Count the lines of the material below that contain the string "window", and reply with that number alone.
[start of EXTRACTED DATA]
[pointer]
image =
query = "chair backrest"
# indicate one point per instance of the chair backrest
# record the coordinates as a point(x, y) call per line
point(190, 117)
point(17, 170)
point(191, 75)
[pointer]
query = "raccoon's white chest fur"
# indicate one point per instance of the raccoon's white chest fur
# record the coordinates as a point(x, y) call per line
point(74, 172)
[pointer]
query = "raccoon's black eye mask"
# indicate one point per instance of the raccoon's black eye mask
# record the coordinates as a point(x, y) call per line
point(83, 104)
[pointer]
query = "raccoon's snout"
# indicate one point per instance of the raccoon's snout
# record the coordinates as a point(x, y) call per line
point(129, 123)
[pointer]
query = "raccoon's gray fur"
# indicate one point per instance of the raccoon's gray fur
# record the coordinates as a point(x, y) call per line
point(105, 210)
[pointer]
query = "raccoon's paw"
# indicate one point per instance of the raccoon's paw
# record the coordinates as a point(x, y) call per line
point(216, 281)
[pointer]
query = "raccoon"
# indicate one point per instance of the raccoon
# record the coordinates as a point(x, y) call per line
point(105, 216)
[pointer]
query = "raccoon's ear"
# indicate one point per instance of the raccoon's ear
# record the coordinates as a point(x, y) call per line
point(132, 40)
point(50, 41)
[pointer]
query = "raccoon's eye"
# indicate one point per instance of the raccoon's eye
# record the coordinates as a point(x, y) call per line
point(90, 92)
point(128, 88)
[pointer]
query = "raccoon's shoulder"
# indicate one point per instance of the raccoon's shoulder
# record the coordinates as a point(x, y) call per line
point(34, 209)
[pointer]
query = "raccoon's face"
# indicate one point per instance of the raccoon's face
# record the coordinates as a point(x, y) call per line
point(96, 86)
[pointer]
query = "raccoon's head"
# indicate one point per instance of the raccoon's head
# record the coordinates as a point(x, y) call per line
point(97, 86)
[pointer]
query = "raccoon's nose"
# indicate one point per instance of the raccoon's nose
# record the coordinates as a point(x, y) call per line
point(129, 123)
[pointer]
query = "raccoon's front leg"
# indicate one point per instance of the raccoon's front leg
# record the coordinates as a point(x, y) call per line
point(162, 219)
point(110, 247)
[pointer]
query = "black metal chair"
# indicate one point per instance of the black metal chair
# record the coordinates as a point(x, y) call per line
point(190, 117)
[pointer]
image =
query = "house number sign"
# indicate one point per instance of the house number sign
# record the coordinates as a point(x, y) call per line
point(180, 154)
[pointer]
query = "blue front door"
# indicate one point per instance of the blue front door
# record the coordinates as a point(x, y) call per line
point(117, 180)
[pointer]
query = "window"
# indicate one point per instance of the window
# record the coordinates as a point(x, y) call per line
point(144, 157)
[end of EXTRACTED DATA]
**TASK ANSWER**
2